*** Opening Given entries ***

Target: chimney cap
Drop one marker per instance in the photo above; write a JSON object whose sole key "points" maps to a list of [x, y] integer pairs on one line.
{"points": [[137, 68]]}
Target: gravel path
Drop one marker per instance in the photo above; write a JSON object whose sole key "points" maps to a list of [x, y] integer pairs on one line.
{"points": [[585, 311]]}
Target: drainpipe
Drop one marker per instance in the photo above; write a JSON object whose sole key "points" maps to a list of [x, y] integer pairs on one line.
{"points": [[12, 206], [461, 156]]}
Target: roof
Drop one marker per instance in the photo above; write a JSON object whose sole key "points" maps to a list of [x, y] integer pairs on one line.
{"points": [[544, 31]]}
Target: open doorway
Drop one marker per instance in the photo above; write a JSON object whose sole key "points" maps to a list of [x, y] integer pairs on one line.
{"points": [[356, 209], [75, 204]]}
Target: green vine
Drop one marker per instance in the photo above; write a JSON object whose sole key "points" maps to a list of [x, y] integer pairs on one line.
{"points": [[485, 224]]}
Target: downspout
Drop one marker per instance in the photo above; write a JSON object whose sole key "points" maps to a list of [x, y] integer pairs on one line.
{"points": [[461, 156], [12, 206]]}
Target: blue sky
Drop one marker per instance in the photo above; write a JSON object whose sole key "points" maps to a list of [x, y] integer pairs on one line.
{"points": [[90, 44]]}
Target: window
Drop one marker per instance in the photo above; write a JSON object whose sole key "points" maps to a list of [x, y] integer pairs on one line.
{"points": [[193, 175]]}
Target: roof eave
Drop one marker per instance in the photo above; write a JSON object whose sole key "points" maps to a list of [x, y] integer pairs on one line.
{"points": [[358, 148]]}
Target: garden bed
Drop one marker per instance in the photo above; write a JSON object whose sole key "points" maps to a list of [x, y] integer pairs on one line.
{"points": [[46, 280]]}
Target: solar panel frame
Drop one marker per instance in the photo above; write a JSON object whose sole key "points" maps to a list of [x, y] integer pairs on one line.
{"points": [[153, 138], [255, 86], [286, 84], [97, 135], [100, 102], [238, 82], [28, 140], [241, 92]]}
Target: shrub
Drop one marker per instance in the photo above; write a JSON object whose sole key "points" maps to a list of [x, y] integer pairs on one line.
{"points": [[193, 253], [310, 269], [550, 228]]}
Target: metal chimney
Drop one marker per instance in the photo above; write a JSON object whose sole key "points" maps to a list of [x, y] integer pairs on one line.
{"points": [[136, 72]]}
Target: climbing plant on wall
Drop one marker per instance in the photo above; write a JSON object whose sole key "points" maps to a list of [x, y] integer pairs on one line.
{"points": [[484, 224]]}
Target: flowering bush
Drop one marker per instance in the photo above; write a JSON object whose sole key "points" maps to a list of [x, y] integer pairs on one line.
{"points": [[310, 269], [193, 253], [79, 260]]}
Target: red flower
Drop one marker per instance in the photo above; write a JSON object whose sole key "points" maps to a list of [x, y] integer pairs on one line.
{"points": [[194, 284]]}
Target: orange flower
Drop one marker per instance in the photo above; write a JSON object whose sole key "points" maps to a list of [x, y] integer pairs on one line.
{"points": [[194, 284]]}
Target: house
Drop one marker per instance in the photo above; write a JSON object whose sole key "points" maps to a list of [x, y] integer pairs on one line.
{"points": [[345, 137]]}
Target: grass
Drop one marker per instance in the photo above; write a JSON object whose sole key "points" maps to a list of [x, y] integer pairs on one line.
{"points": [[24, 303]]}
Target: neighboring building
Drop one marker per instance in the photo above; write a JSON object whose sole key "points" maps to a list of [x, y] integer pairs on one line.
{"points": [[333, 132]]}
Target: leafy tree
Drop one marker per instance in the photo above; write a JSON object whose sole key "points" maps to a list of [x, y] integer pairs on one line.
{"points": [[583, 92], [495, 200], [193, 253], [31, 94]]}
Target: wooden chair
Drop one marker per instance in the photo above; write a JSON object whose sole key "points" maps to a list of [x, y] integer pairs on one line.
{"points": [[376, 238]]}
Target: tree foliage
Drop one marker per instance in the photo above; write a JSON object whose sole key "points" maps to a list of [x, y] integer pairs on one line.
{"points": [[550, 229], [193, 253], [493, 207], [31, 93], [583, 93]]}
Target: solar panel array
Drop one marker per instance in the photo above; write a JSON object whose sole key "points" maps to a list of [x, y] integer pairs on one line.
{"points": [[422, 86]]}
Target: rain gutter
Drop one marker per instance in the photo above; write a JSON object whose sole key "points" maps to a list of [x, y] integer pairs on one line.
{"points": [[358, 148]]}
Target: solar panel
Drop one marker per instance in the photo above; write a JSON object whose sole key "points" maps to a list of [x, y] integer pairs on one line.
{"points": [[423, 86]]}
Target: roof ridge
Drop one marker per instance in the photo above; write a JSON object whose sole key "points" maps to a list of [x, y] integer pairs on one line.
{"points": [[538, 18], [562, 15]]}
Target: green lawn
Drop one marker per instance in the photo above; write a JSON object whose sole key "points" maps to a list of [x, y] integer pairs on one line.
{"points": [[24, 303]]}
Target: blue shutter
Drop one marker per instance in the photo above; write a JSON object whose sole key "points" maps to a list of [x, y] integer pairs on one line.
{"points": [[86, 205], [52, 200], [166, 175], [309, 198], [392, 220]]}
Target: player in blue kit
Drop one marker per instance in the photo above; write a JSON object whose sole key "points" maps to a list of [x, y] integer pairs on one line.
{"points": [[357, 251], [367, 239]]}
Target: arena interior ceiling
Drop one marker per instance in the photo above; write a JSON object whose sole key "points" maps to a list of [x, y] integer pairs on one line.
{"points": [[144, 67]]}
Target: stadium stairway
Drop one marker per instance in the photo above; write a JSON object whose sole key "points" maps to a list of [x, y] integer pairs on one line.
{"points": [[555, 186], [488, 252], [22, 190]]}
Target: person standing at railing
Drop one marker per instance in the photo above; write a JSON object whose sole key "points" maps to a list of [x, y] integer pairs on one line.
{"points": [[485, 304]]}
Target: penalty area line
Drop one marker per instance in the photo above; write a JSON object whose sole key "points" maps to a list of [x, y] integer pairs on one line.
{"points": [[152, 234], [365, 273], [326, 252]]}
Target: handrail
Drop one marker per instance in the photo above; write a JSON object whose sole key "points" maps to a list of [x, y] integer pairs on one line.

*** Closing Given entries ***

Your reply should hold all the entries, each repeated without a single change.

Target: chimney cap
Drop one marker per instance in the photo above; write a JSON object whose sole key "points" maps to a list of [x, y] integer pairs on one line.
{"points": [[137, 68]]}
Target: gravel path
Drop one marker per instance in the photo above; write a JSON object whose sole key "points" maps to a list of [x, y] integer pairs on one line.
{"points": [[585, 311]]}
Target: drainpipe
Drop one marker per instance in the photo above; write a JSON object whose sole key "points" maps to a list of [x, y] integer pairs on one line.
{"points": [[12, 206], [461, 156]]}
Target: roof
Drop one marker per instance in the photo above; write a JSON object whose sole key "points" maps to a list of [x, y] integer pairs on one line.
{"points": [[544, 31]]}
Target: open doorway
Drop one marker per instance in the photo above; write a JSON object whose sole key "points" maps to a list of [x, y] integer pairs on one line.
{"points": [[356, 209], [75, 204]]}
Target: green vine
Drop one marker per instance in the photo above; write a JSON object whose sole key "points" maps to a list of [x, y] integer pairs on one line.
{"points": [[485, 224]]}
Target: downspout
Drop one marker per instance in the photo above; write a JSON object whose sole key "points" maps to a list of [x, y] integer pairs on one line.
{"points": [[461, 156], [12, 206]]}
Target: blue sky
Drop one marker per instance in the photo above; write a JSON object whose sole key "points" maps to a list of [x, y] integer pairs on one line.
{"points": [[90, 44]]}
Target: window
Drop one marker per instance in the photo above; write a JSON object whose sole key "points" maps to a list of [x, y] integer pairs on one line.
{"points": [[193, 175]]}
Target: roof eave
Drop one marker per instance in the photo above; write a JSON object whose sole key "points" maps to a list of [x, y] integer pairs on one line.
{"points": [[358, 148]]}
Target: garden bed
Drop one marker per instance in the photo above; write a JSON object whose sole key "points" maps to a list of [x, y] integer pairs on one line.
{"points": [[46, 280]]}
Target: solar panel frame
Drop one marker per instance in the photo above; write a JSON object whose sole key "points" maps to a list of [x, y] integer pairs on one line.
{"points": [[153, 138], [255, 86], [286, 84], [97, 135], [100, 102], [238, 82], [28, 140], [241, 92]]}
Target: shrub
Drop one marker per instance in the photo above; write a JSON object whose sole key "points" maps to a list of [x, y] integer pairs on one line.
{"points": [[193, 253], [310, 269], [550, 228]]}
Target: metal chimney
Drop one marker per instance in the photo above; write a JSON object whose sole key "points" maps to a list of [x, y] integer pairs on one line.
{"points": [[136, 72]]}
Target: climbing plant on wall
Drop one marker per instance in the photo above; write a JSON object whose sole key "points" maps to a list of [x, y] integer pairs on one line.
{"points": [[484, 224]]}
Target: flowering bush
Drop one marker per instance in the photo above; write a JSON object whose sole key "points" maps to a list of [x, y] integer pairs on one line.
{"points": [[310, 269], [193, 253], [79, 260]]}
Target: red flower
Drop one marker per instance in the photo above; write a JSON object whose sole key "points" maps to a list of [x, y] integer pairs on one line.
{"points": [[194, 284]]}
Target: orange flower
Drop one marker per instance in the photo above; write a JSON object whose sole key "points" maps to a list of [x, y] integer pairs on one line.
{"points": [[194, 284]]}
Target: house
Drop one marker per instance in the photo above; write a JSON object whose sole key "points" maps to a list of [x, y] integer pairs on one line.
{"points": [[345, 137]]}
Target: grass
Drop one marker per instance in the photo above; write a JSON object whose sole key "points" maps to a list of [x, y] integer pairs on one line.
{"points": [[24, 303]]}
Target: neighboring building
Drop one marker per instance in the photo above; write a JSON object whose sole key "points" maps to a list of [x, y] integer pairs on one line.
{"points": [[333, 132]]}
Target: leafy tree
Drop one marker per instance in the photo above; write a JSON object whose sole key "points" maps to a list of [x, y] integer pairs on one line.
{"points": [[583, 92], [495, 200], [193, 253], [31, 94]]}
Target: wooden chair
Drop one marker per instance in the photo above; write a JSON object whose sole key "points" maps to a list of [x, y] integer pairs on one line.
{"points": [[376, 238]]}
Target: tree foliage
Drop one marker per instance in the photo above; write a JSON object whose sole key "points" maps to a list of [x, y] integer pairs on one line.
{"points": [[550, 229], [193, 253], [493, 207], [31, 93], [583, 93]]}
Target: solar panel array
Drop one marker per instance in the photo above; write a JSON object whose sole key "points" maps to a list of [x, y] integer pairs on one line.
{"points": [[422, 86]]}
Target: rain gutter
Drop one marker per instance in the photo above; write a JSON object whose sole key "points" maps to a list of [x, y] integer pairs on one line.
{"points": [[358, 148]]}
Target: solar panel
Drop one marker per instance in the photo above; write a JSON object whose sole key "points" maps to a list of [x, y] integer pairs on one line.
{"points": [[423, 86]]}
Target: roof ridge
Drop one marker per instance in the photo above; write a JSON object whose sole key "points" maps to a list of [x, y] integer pairs on one line.
{"points": [[538, 18], [562, 15]]}
Target: green lawn
Drop one marker per instance in the photo above; write a JSON object whose sole key "points" maps to a list of [x, y] integer pairs on one line.
{"points": [[24, 303]]}
Target: blue shutter
Drop one marker per instance in the photo above; write a JSON object whose sole key "points" maps to a list of [x, y] integer pairs on one line.
{"points": [[86, 205], [52, 200], [166, 175], [309, 198], [392, 220]]}
Target: player in blue kit
Drop one marker per instance in the photo above; write a JSON object whose sole key "points" maps to a list of [x, y] integer pairs on one line.
{"points": [[357, 251], [367, 239]]}
Target: arena interior ceiling
Drop one marker per instance in the photo above; write a JSON object whose sole key "points" maps to a list of [x, y] integer pairs on one line.
{"points": [[144, 67]]}
Target: stadium stairway
Drop one marker per instance in the photo above; write a JSON object whose sole key "points" maps to a list of [x, y] integer pairs on one line.
{"points": [[555, 186], [488, 252], [22, 190]]}
Target: person standing at railing
Drop one marker per instance in the photo above; write a JSON object whose sole key "points" maps to a list of [x, y] integer pairs on one line.
{"points": [[485, 304]]}
Target: penalty area line
Drop one marker per instance in the photo above; write a JSON object whose sole key "points" maps to a list of [x, y] integer pairs on one line.
{"points": [[152, 234], [365, 273], [326, 252]]}
Target: handrail
Drop one marker per instance in the photo above; write a JSON object whose sole key "points" maps to a list of [x, y] integer pairs on one line.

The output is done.